[[ TEXT, beginning ]]

Our pooled analysis has strengths and limitations that may need to be considered when interpreting the findings. Data were pooled from several trials; this increased number of patients may help to strengthen conclusions regarding the safety and tolerability of treatments. The trials employed different models of acute postoperative pain; these models were considered standard, validated, and sensitive for assessing the treatment of acute pain [34, 35]. Moreover, the models were complementary, because they comprised a complex pathophysiology involving tissue damage and inflammation resulting from surgery. Another consideration for our pooled analysis is that the treatment duration differed for each of the trials, although the overall safety follow-up time was similar (~ 7 days). Our analysis focused on safety data for up to 48 h after randomization, as most AEs were expected to appear in the first few hours of treatment and the AE profiles at follow-up were expected to have only minimal differences from those at 48 h. We also assessed safety and tolerability data up to the last follow-up, and both the pattern of adverse effects and the overall conclusions were comparable to the data after 48 h.

[[ TEXT, end ]]
[[ RECORDS PROVIDED, beginning ]]

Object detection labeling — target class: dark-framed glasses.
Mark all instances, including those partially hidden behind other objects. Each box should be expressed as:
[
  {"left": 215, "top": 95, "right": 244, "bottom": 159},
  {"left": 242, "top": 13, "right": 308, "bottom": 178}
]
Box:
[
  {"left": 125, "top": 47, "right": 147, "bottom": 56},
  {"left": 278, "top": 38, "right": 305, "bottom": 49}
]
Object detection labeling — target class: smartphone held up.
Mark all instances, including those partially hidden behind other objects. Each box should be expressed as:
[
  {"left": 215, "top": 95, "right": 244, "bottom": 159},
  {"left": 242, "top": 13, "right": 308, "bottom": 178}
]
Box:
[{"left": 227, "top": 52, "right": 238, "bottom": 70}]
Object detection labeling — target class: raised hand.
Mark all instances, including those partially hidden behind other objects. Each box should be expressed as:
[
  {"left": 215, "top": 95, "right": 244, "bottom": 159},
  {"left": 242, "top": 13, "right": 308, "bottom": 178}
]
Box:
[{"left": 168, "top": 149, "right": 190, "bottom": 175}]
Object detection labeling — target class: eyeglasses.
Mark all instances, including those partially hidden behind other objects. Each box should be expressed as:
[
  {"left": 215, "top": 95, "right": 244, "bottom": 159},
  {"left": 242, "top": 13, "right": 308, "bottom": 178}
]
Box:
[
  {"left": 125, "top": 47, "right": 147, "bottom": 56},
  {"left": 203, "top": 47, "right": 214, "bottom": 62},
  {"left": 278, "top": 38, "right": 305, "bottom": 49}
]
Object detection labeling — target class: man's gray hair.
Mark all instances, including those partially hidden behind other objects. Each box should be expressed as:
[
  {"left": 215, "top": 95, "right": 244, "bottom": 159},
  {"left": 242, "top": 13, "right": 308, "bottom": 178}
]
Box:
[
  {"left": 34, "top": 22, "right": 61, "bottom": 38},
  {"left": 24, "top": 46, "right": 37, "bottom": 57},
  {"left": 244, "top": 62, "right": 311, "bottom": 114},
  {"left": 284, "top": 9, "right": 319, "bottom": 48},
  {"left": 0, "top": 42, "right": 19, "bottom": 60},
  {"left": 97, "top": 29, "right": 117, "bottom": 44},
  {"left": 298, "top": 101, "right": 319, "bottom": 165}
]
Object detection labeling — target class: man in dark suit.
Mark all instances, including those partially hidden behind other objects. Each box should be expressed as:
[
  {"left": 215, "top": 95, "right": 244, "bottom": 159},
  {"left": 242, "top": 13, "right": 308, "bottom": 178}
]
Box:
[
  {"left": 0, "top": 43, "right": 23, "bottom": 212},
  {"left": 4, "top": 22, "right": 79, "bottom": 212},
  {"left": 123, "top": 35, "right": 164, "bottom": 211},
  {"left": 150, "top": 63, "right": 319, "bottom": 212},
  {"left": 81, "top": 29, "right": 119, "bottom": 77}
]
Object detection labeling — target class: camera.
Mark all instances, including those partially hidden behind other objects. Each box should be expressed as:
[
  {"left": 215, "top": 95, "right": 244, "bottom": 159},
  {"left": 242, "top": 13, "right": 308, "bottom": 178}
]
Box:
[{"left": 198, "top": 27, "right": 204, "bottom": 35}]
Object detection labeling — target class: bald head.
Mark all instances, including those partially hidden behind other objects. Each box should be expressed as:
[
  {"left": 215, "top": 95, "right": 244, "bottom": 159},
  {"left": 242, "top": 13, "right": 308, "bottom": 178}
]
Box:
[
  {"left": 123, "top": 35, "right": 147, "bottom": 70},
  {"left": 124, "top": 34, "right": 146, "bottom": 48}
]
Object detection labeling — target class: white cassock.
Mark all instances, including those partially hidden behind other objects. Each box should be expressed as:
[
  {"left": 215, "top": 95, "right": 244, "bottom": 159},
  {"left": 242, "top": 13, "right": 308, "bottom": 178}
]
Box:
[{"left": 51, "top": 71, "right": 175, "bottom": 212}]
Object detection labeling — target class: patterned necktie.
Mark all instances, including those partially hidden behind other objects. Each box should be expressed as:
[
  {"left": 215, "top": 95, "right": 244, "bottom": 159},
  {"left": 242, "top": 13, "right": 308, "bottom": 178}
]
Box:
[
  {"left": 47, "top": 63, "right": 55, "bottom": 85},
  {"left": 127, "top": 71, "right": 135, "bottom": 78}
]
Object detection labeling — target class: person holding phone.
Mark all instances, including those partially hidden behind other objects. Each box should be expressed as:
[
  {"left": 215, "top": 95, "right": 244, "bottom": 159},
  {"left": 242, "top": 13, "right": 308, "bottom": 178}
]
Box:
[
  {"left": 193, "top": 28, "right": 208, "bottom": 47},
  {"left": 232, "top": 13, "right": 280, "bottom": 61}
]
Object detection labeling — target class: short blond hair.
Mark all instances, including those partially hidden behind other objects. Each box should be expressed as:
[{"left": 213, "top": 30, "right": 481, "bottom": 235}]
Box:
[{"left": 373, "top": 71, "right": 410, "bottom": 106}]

[[ RECORDS PROVIDED, end ]]

Reproduce word for word the passage above about the strengths and limitations of the pooled safety analysis.

Our pooled analysis has strengths and limitations that may need to be considered when interpreting the findings. Data were pooled from several trials; this increased number of patients may help to strengthen conclusions regarding the safety and tolerability of treatments. The trials employed different models of acute postoperative pain; these models were considered standard, validated, and sensitive for assessing the treatment of acute pain [34, 35]. Moreover, the models were complementary, because they comprised a complex pathophysiology involving tissue damage and inflammation resulting from surgery. Another consideration for our pooled analysis is that the treatment duration differed for each of the trials, although the overall safety follow-up time was similar (~ 7 days). Our analysis focused on safety data for up to 48 h after randomization, as most AEs were expected to appear in the first few hours of treatment and the AE profiles at follow-up were expected to have only minimal differences from those at 48 h. We also assessed safety and tolerability data up to the last follow-up, and both the pattern of adverse effects and the overall conclusions were comparable to the data after 48 h.